> EXTRACT PROVIDED

⁂

Abstract

Two hundred thirty patients with coronary artery disease (CAD) were studied with left ventriculography, coronary arteriography, electrocardiography (ECG) and vectorcardiography (VCG) to determine how well left ventricular (LV) contractile defects could be predicted from the ECG-VCG patterns and how this was related to the coronary disease location and severity. Of 124 patients with infarction patterns on ECG-VCG about 50% had LV contractile defects localized to the corresponding ECG-VCG abnormalities, i.e., antero-apical asynergy with anterior infarction patterns, inferior asynergy with inferior infarction patterns, or antero-apical plus inferior asynergy with anterior plus inferior patterns. About 20% in each infarction group had unexpected synergy on ventriculography except for patients with dorsal infarction patterns (synergy in 68%) who are discussed as a special problem. Another 25-30% of patients had more extensive contractile abnormality than indicated by the ECG-VCG patterns. In 106 patients with left ventricular hypertrophy, normal QRS-abnormal T and normal QRS-T on ECG-VCG, 65-70% had synergy. However, 30-35% had asynergy in various combinations not suspected from the ECG or VCG. Coronary artery disease severity was less pronounced in patients with synergy than with asynergy and single vessel disease was more common in the former, 47% versus 18-30% in the latter. However, coronary artery disease severity was the same for all ECG-VCG groups except for anterior plus inferior infarction patterns where it was most severe.

⁂

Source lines
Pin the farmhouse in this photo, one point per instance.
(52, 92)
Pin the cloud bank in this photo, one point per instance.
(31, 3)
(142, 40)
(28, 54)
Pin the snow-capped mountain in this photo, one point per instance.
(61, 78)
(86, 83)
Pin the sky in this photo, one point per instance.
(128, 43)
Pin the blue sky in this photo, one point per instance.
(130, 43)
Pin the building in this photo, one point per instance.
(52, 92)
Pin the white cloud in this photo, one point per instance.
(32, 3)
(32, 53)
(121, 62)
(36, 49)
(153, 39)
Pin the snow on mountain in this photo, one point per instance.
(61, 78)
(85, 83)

⁂

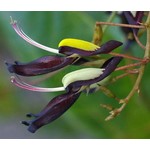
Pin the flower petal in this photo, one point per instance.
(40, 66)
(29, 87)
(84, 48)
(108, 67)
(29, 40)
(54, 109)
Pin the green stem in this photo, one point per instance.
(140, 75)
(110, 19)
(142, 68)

⁂

> WHAT YOU ARE ASKED TO DO
Please reproduce the coronary artery disease abstract above word for word, in full.

> RESPONSE AREA
Abstract

Two hundred thirty patients with coronary artery disease (CAD) were studied with left ventriculography, coronary arteriography, electrocardiography (ECG) and vectorcardiography (VCG) to determine how well left ventricular (LV) contractile defects could be predicted from the ECG-VCG patterns and how this was related to the coronary disease location and severity. Of 124 patients with infarction patterns on ECG-VCG about 50% had LV contractile defects localized to the corresponding ECG-VCG abnormalities, i.e., antero-apical asynergy with anterior infarction patterns, inferior asynergy with inferior infarction patterns, or antero-apical plus inferior asynergy with anterior plus inferior patterns. About 20% in each infarction group had unexpected synergy on ventriculography except for patients with dorsal infarction patterns (synergy in 68%) who are discussed as a special problem. Another 25-30% of patients had more extensive contractile abnormality than indicated by the ECG-VCG patterns. In 106 patients with left ventricular hypertrophy, normal QRS-abnormal T and normal QRS-T on ECG-VCG, 65-70% had synergy. However, 30-35% had asynergy in various combinations not suspected from the ECG or VCG. Coronary artery disease severity was less pronounced in patients with synergy than with asynergy and single vessel disease was more common in the former, 47% versus 18-30% in the latter. However, coronary artery disease severity was the same for all ECG-VCG groups except for anterior plus inferior infarction patterns where it was most severe.